-- Vorliegender Textauszug --
------

BGH v. 18.05.1965: Zum Forderungsübergang des Erwerbsschadenanspruchs auf den Sozialversicherungsträger und zum Anspruch des Arbeitgebers


Der BGH (Urteil vom 18.05.1965 - VI ZR 262/63) hat entschieden:
Der Anspruch des Unfallverletzten gegen den Schädiger auf Ersatz seines Erwerbsschadens geht auf den Sozialversicherer über, soweit dieser dem Verletzten den gewöhnlichen Aufwand für seinen Unterhalt dadurch erspart, dass er die Kosten der Krankenhauspflege trägt. Der Dienstherr, der dem Verletzten während seiner Arbeitsunfähigkeit den Lohn oder das Gehalt fortzahlt, erwirbt den Anspruch auf Ersatz des Erwerbsschadens dann nur in dem verbleibenden Umfang.


Siehe auch Einkommensnachteile und Personenschaden


Tatbestand:

Am 9. Februar 1962 geriet die Beklagte mit einem von ihr gehaltenen und gelenkten Personenkraftwagen auf den Mittelstreifen der Siewekingsallee in Hamburg. Dort erfasste und verletzte sie die bei der Klägerin angestellte Frau Karla R. Der Unfall war für die Beklagte, wie inzwischen unstreitig ist, kein unabwendbares Ereignis im Sinne von § 7 Abs. 2 StVG.

Die Verletzte befand sich bis zum 26. März 1962 im Krankenhaus und war weiter bis zum 6. August 1962 dienstunfähig. Die Kosten des Krankenhausaufenthalts sind von der Krankenkasse getragen worden. Die Klägerin hat der Verletzten während ihrer Dienstunfähigkeit Krankenbezüge in Höhe des sonst gezahlten Gehalts gewährt. Hierfür hat sie einen Bruttobetrag von 3633,76 DM aufgewandt, von dem nach Abzug der Steuern und der Arbeitnehmerbeiträge zur Sozialversicherung 2768,57 DM ausgezahlt wurden. Die Verletzte hat ihre Schadensersatzansprüche gegen die Beklagte in Höhe der fortgezahlten Bezüge an die Klägerin abgetreten. Diese hat von der Beklagten Erstattung des obigen Bruttobetrages nebst 4% Zinsen gefordert.

Die Beklagte hat um Klageabweisung gebeten. Nach dem ursprünglichen Bestreiten des Anspruchsgrundes hat sie nur noch geltend gemacht, der zu ersetzende Erwerbsschaden beschränke sich auf die ausgezahlten Nettobezüge, die weiter um 184,00 DM zu kürzen seien, weil die Verletzte diesen Betrag während ihres Krankenhausaufenthalts an Verpflegungskosten erspart habe.

Das Landgericht hat der Klägerin ihre Bruttoaufwendungen abzüglich der vorgenannten Verpflegungskosten, insgesamt 3449,76 DM nebst Zinsen zuerkannt und die Klage im übrigen abgewiesen. Mit der Berufung hat die Klägerin die teilweise Abweisung angegriffen und die Klage um das Feststellungsbegehren erweitert, dass ihr die Beklagte auch den künftigen unfallbedingten Verdienstausfall der Verletzten ersetzen müsse. Das Oberlandesgericht hat diese Feststellung unter Beschränkung auf den Netto-Verdienstausfall getroffen und die Berufung im übrigen zurückgewiesen.

------

-- Aufgabe A --
Erläutern Sie anhand des Urteilsauszugs in ein bis drei Sätzen, weshalb die Beklagte den zu ersetzenden Erwerbsschaden um 184,00 DM kürzen wollte.
Der Urteilsauszug und die anschließenden Zeilen stehen in keinerlei Zusammenhang miteinander.

------

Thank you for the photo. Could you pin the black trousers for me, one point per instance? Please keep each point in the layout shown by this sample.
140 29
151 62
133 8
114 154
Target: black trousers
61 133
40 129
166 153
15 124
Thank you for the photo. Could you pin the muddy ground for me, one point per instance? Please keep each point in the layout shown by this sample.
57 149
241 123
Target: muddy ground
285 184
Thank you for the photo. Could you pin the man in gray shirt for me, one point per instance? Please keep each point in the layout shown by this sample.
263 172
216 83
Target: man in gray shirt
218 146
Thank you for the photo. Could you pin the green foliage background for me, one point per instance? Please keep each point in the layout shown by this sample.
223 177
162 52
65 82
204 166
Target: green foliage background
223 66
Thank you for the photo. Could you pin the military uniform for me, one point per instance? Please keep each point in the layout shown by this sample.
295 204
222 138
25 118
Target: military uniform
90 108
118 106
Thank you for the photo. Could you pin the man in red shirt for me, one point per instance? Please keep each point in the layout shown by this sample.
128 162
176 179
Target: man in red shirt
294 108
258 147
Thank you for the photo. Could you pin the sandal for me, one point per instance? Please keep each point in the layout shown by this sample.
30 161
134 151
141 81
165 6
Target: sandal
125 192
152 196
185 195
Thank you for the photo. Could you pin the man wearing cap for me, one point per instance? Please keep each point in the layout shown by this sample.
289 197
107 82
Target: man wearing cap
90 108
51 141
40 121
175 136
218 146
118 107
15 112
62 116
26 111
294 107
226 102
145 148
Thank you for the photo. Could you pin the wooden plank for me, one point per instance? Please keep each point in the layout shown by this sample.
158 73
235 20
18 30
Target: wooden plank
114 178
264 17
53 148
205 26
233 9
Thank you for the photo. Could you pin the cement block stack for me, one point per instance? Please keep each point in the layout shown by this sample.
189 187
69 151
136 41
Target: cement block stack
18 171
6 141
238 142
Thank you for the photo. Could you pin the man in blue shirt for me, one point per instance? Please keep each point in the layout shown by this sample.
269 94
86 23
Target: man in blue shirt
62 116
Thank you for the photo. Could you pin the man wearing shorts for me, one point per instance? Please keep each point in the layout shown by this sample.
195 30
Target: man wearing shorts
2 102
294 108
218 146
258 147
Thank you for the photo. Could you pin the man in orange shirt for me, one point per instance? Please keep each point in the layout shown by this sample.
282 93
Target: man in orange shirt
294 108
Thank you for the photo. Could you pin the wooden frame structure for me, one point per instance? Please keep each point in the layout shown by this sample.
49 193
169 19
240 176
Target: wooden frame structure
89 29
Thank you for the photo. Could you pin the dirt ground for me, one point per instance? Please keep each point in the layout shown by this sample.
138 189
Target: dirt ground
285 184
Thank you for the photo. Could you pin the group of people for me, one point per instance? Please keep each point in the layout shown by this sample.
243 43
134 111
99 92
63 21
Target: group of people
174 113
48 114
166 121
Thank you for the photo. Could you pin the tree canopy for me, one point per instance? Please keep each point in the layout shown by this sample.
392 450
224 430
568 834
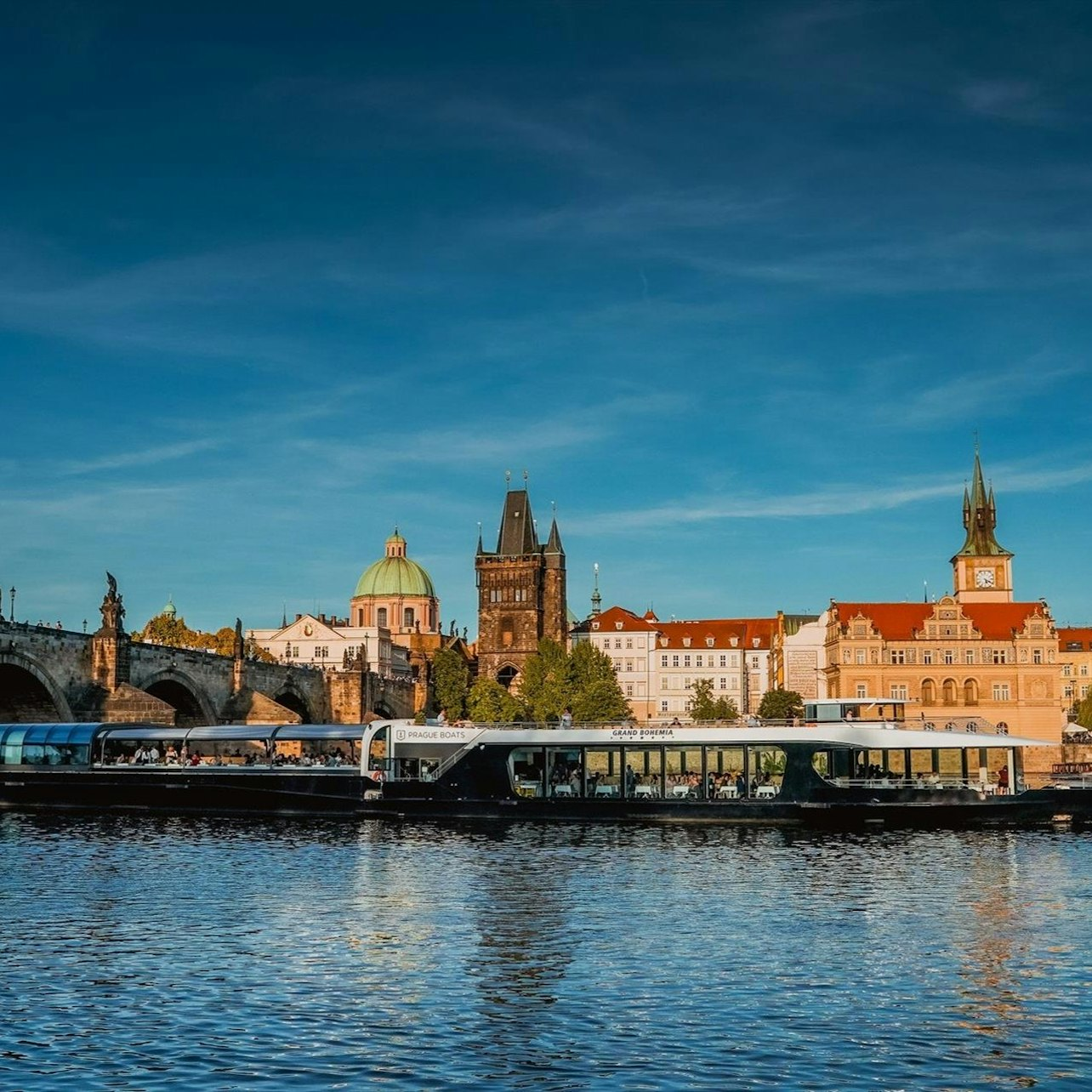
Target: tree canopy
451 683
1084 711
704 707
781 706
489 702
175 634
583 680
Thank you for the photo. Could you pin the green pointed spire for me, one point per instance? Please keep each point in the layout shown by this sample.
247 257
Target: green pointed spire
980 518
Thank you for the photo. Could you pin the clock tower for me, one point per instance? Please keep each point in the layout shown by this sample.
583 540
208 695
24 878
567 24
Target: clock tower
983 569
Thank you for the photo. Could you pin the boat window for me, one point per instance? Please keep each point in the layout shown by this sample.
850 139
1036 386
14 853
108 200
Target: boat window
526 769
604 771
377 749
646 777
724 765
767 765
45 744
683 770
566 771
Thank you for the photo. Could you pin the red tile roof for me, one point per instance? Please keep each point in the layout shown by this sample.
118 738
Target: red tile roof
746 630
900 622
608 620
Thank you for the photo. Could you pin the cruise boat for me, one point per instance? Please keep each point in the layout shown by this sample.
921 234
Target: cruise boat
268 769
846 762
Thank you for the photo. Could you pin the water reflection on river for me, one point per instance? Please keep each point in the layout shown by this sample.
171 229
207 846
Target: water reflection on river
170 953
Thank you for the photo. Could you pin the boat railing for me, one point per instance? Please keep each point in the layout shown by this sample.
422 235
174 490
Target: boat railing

------

-- Aufgabe B --
Geben Sie aus den bereitgestellten Zeilen, nicht aus dem Urteilsauszug, wortgetreu alles wieder, was von der Zeile mit „Thank you for the photo. Could you pin the boat railing“ bis hinunter zum Ende dieser Zeilen reicht. Beide Grenzen sind eingeschlossen.

-- Lösung A --
Die Beklagte machte geltend, die Verletzte habe während ihres Krankenhausaufenthalts 184,00 DM an Verpflegungskosten erspart. Deshalb sollten die ausgezahlten Nettobezüge um diesen Betrag gekürzt werden.

-- Lösung B --
Thank you for the photo. Could you pin the boat railing for me, one point per instance? Please keep each point in the layout shown by this sample.
422 235
174 490
Target: boat railing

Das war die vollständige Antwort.